_Jobs_.
• A. Translate this sentence from the guide on power washing and pressure washing into Spanish: "In fact, the amount of pressure used in both systems is often the same."
• B. According to the guide on power washing and pressure washing, why are the power or pressure washers sold to consumers a waste of time and money?
• C. Carry on writing the guide on power washing and pressure washing, picking up after its final sentence.

## start Source document

So you’ve got a problem with concrete stains or a dirty parking lot at your business, so friends tell you to get a power wash, but then another person says you need a pressure wash, but your spouse says they’re the same, so you type “power washing” into a search engine like Google and you get a bunch of results for “pressure washing” services.
What gives? Are power washing and pressure washing the same, or not? Well, yes, and no at least for you, the consumer. To us professionals, they’re very different because they serve very different purposes. But to be an informed business owner so you can make sure the company you hire to clean the sidewalks, parking lot and other concrete or asphalt surfaces of the outside of your business knows what they’re doing, we created this guide to help you tell the difference.
What’s the Same?
They both use water: You probably already knew that both power washing and pressure washing use pressurized jets of water to clean surfaces. To you they might even look like jacked up garden hoses. They aren’t, so, no, don’t attempt to jerry-rig your garden hose in an attempt to clean the walkways around your business.
They both use pressure: To add to your confusion, both power washing and pressure washing use a high volume of pressure to help clean hard surfaces like concrete. In fact, the amount of pressure used in both systems is often the same. But don’t be fooled into buying your own pressure or power washer online or from your local hardware store. The models available to consumers aren’t nearly as powerful as the industrial models professionals like us use and therefore are a huge waste of your time and money.
So you might now be asking yourself why they aren’t all just called pressure washers since they both use pressurized water. So let’s move on to the next question.

## end Source document
## start Dataset content

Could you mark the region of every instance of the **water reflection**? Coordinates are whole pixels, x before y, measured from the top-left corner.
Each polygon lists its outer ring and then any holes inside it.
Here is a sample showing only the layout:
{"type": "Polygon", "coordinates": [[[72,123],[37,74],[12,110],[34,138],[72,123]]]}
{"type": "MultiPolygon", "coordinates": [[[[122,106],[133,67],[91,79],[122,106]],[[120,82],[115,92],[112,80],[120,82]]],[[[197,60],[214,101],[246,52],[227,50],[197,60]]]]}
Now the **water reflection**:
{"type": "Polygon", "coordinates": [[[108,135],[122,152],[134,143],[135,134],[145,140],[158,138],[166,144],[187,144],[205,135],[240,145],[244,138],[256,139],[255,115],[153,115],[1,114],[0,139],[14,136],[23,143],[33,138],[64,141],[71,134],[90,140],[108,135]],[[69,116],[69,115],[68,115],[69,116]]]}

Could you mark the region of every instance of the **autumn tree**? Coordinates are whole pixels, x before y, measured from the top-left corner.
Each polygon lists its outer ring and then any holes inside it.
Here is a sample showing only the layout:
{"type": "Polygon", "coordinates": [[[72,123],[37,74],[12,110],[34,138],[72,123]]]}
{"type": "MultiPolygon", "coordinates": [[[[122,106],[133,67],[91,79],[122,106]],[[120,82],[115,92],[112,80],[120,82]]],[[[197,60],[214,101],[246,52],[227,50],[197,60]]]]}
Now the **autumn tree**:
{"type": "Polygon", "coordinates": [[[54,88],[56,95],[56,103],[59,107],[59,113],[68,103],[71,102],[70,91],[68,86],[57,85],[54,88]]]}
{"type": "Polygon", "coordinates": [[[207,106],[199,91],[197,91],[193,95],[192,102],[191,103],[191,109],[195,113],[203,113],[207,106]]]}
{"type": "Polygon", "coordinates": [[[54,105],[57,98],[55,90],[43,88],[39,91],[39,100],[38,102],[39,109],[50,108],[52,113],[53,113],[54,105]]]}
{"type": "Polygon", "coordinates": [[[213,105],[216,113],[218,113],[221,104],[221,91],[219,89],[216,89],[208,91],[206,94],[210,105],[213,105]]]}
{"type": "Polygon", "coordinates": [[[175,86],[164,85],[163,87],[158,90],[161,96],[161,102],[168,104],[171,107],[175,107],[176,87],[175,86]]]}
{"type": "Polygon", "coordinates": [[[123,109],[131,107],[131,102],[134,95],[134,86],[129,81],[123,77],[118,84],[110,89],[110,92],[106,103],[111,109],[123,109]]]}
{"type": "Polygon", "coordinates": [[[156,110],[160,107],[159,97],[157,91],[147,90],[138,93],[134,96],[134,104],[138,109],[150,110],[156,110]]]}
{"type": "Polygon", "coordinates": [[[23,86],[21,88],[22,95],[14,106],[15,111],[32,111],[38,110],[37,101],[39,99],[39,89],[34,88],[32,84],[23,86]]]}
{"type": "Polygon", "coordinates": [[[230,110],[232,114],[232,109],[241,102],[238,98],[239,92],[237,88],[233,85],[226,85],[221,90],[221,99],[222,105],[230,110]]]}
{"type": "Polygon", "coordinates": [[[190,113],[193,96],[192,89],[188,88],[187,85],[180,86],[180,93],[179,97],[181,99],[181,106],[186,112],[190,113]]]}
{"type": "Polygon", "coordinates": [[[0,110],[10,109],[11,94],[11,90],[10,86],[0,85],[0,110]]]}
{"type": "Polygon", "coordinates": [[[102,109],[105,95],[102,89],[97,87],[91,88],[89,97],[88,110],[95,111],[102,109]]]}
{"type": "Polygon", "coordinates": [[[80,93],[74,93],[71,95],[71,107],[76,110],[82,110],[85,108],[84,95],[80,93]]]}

## end Dataset content

_Answers for this exercise_.
• A. De hecho, la cantidad de presión que se utiliza en ambos sistemas suele ser la misma.

• B. They aren't nearly as powerful as the industrial models that professionals use.

• C.
Temperature: Although both pressure washing and power washing use pressure and water, only power washing uses heat to clean. Pressure washers usually use cold or tepid water. Power washers heat up the water to extremely high temperatures while still also using high pressure. Still confused?
Uses: Pressure washing is great when the hard outdoor areas of your business like the sidewalks and parking lot don’t have a lot of tough stains and petrified chewing gum on them. It’s also a good choice if any of the materials in those spaces aren’t suitable for cleaning with a higher temperature method like pressure washing.
Power washing is great at getting tough to remove stains and materials out of concrete like those from mold, mildew, oils, and chewing gum. But again, it’s not necessarily the best choice for every situation, so if a company tells you that power washing or pressurized hot water is always better and that’s all they do, you should be suspicious.
Leave it to the professionals.
It’s ok if you still don’t understand the difference between commercial power washing and commercial pressure washing. The bottom line is that when you’re looking for a company to either help you maintain the walkways and other concrete surfaces at your business, or if you need those old pieces of gum removed, then you need to hire a company who knows which method to use when. So the next time a so-called professional power washing company calls you, ask them if they know the difference. If they tell you they’re the same, don’t hire them.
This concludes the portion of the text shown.